### Stored items

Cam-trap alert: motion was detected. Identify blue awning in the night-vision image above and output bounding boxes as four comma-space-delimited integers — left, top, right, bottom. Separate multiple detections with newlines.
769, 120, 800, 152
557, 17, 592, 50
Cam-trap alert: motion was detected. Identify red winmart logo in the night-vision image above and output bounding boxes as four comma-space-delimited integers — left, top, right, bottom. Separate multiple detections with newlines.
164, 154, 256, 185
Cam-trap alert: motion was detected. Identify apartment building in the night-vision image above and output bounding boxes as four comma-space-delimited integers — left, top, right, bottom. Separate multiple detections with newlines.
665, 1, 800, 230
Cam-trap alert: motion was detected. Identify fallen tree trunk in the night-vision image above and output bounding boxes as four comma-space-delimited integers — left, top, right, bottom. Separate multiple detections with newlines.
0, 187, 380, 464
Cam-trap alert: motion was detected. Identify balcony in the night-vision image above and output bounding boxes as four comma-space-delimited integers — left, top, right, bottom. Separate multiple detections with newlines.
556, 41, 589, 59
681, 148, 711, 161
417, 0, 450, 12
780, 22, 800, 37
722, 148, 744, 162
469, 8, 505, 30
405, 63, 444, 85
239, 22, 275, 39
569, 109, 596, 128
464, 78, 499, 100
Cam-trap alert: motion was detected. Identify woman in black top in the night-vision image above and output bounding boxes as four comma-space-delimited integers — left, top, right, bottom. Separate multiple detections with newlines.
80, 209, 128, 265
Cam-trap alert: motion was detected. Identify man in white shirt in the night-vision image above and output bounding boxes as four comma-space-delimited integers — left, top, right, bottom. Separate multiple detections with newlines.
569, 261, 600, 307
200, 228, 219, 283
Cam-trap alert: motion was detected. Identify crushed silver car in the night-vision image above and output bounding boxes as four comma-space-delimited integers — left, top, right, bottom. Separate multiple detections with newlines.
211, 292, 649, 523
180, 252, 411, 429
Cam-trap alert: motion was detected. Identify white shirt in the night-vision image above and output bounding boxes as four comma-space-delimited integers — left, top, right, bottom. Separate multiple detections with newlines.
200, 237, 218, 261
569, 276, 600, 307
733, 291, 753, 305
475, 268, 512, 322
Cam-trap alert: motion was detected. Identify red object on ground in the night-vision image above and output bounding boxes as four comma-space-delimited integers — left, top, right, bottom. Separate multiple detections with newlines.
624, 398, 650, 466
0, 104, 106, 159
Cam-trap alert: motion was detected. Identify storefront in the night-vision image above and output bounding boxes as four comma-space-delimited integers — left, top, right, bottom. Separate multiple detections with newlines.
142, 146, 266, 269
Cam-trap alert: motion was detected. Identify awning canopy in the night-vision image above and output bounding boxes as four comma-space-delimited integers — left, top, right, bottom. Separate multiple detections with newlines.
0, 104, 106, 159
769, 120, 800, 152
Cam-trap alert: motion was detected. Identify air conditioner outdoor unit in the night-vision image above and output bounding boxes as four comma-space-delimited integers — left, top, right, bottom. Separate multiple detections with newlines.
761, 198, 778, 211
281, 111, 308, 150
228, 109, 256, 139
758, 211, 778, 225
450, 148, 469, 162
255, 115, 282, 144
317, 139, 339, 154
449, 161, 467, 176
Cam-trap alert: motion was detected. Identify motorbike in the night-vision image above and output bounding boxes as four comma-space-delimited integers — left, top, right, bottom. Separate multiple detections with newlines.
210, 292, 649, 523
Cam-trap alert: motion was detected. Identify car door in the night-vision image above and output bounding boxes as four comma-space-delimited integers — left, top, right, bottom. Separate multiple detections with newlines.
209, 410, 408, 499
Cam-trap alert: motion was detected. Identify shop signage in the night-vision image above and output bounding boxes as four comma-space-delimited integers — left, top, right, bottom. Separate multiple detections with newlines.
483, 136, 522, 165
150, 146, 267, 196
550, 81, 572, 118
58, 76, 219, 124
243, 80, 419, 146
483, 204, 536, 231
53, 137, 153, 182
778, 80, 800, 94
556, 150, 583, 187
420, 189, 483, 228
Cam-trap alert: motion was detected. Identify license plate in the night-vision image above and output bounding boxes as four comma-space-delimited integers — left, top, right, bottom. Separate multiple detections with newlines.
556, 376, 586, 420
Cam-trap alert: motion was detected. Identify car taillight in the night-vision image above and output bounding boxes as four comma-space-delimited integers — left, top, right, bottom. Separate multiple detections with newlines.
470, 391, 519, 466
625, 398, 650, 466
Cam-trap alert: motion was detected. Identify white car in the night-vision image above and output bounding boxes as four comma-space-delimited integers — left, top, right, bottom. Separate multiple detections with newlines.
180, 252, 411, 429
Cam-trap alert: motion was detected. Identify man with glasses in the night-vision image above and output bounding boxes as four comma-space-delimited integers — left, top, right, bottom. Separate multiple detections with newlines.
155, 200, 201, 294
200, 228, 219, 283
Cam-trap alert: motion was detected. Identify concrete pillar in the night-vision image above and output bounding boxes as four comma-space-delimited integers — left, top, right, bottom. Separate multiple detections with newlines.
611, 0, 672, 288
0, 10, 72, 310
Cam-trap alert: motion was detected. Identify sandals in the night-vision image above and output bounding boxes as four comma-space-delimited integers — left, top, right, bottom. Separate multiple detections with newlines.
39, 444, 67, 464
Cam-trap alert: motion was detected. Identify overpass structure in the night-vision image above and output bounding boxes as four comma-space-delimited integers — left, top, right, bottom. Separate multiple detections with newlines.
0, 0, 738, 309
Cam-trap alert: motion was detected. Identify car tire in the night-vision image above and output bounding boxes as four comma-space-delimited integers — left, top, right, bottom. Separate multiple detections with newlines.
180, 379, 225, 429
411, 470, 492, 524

### WORK TO COMPLETE
Copy every line of the stored items above word for word, leaving nothing out.

### ANSWER TO THIS EXERCISE
Cam-trap alert: motion was detected. Identify blue awning in the night-vision image above and output bounding boxes as four comma-space-delimited integers — left, top, right, bottom. Separate multiple detections with newlines.
769, 120, 800, 152
557, 17, 592, 50
Cam-trap alert: motion was detected. Identify red winmart logo in the night-vision image above and output bounding boxes as four comma-space-delimited integers — left, top, right, bottom. Separate multiple detections with newlines.
164, 154, 256, 185
Cam-trap alert: motion was detected. Identify apartment building in the night-vision image above and output bounding boxes as four comma-space-delimited integers — left, top, right, bottom. Separate multiple detections with newlines.
665, 1, 800, 230
Cam-trap alert: motion was detected. Identify fallen tree trunk in the night-vision image above and output bounding boxes as four comma-space-delimited integers — left, top, right, bottom. Separate multiple detections with newlines.
0, 187, 380, 464
Cam-trap alert: motion was detected. Identify balcony in the night-vision image above and output bounding boxes as four comma-space-delimited integers — left, top, right, bottom. Separate multiple detections with newlines.
556, 41, 589, 59
681, 148, 711, 161
417, 0, 450, 12
780, 22, 800, 37
722, 148, 744, 162
469, 8, 505, 30
405, 63, 444, 85
239, 22, 275, 39
569, 109, 596, 128
464, 78, 499, 100
Cam-trap alert: motion was detected. Identify woman in black top in the night-vision image above and output bounding boxes as four comma-space-delimited integers — left, top, right, bottom. Separate multiple detections with newlines.
80, 209, 128, 265
Cam-trap alert: motion was detected. Identify man in white shirt in the night-vision image above and output bounding boxes as four comma-space-delimited integers — left, top, right, bottom. Separate multiple detections with newlines.
569, 261, 600, 307
200, 228, 219, 283
Cam-trap alert: motion was detected. Identify crushed silver car in the night-vision image above and output bounding boxes as four comma-space-delimited integers — left, top, right, bottom. Separate multiple detections with newlines.
211, 292, 649, 523
180, 252, 411, 429
Cam-trap alert: motion was detected. Identify white shirt in the night-vision image above and output bounding boxes as four comma-space-delimited integers — left, top, right, bottom. Separate multiple detections with newlines.
200, 237, 218, 261
569, 276, 600, 307
733, 291, 753, 305
475, 268, 512, 322
Cam-trap alert: motion was detected. Identify red object on ground in the night-vision image above and output bounding boxes as four comma-space-delimited integers — left, top, right, bottom. Separate multiple detections with newlines.
624, 398, 650, 466
0, 104, 106, 159
Cam-trap alert: motion was detected. Identify storefront in the night-vision image above and output bounding boxes as four comma-space-delimited integers — left, top, right, bottom. Separate multiple detections with newlines.
142, 146, 266, 269
Cam-trap alert: motion was detected. Identify awning canopy in the night-vision image above and output bounding boxes as four comma-space-delimited integers — left, top, right, bottom. Separate multiple detections with newlines.
0, 104, 106, 159
769, 120, 800, 152
Cam-trap alert: motion was detected. Identify air conditioner outdoor unit in the night-vision image above and output bounding boxes as four comma-space-delimited integers — left, top, right, bottom. Separate multiple detections with newlines.
761, 198, 778, 211
281, 111, 308, 150
228, 109, 256, 139
758, 211, 778, 225
450, 148, 469, 162
255, 115, 282, 144
317, 139, 339, 154
449, 161, 467, 176
Cam-trap alert: motion was detected. Identify motorbike in the night-vision image above and output bounding boxes as four comma-space-delimited integers — left, top, right, bottom. Separate multiple detections with newlines.
210, 292, 649, 523
Cam-trap alert: motion was detected. Identify car door in the night-vision image above and output bounding boxes as four comma-space-delimited integers — left, top, right, bottom. Separate multiple detections with newlines.
209, 410, 408, 499
Cam-trap alert: motion was detected. Identify shop signage in the night-vision image above and output bounding boxes as four comma-space-delimited integers — left, top, right, bottom. Separate multiple detections with newlines.
483, 136, 522, 165
150, 146, 267, 196
550, 81, 572, 118
58, 76, 219, 124
243, 80, 419, 146
483, 204, 536, 231
53, 137, 153, 182
778, 80, 800, 94
556, 150, 583, 187
420, 189, 483, 228
Cam-trap alert: motion was detected. Identify license plate in the night-vision image above and output bounding boxes as four comma-space-delimited integers — left, top, right, bottom. Separate multiple detections with newlines.
556, 376, 586, 420
Cam-trap alert: motion was detected. Identify car taillight in the night-vision image above and output bounding boxes as four comma-space-delimited integers — left, top, right, bottom. Separate multiple detections with newlines.
470, 391, 519, 466
625, 398, 650, 466
Cam-trap alert: motion was detected. Identify white car in the night-vision image above and output bounding boxes as four comma-space-delimited integers — left, top, right, bottom. Separate multiple detections with newlines.
180, 252, 411, 429
Cam-trap alert: motion was detected. Identify man with glasses in the night-vision image above and output bounding boxes as four comma-space-delimited integers — left, top, right, bottom. Separate multiple detections with newlines.
155, 200, 201, 294
200, 228, 219, 283
Cam-trap alert: motion was detected. Identify concrete pillar in the night-vision image above and output bounding boxes as four comma-space-delimited integers — left, top, right, bottom. Separate multiple detections with newlines.
611, 0, 672, 288
0, 10, 72, 310
Cam-trap alert: motion was detected. Identify sandals in the night-vision image above and output bounding boxes as four comma-space-delimited integers — left, top, right, bottom. Separate multiple detections with newlines.
39, 444, 67, 464
Cam-trap alert: motion was detected. Identify overpass structure in the night-vision image above and output bounding boxes as four comma-space-delimited integers — left, top, right, bottom. Separate multiple detections with newlines.
0, 0, 738, 309
Cam-trap alert: motion was detected. Identify car tire in the night-vision image above and output bounding boxes as four comma-space-delimited integers — left, top, right, bottom. Separate multiple detections with newlines.
180, 379, 225, 429
411, 470, 492, 524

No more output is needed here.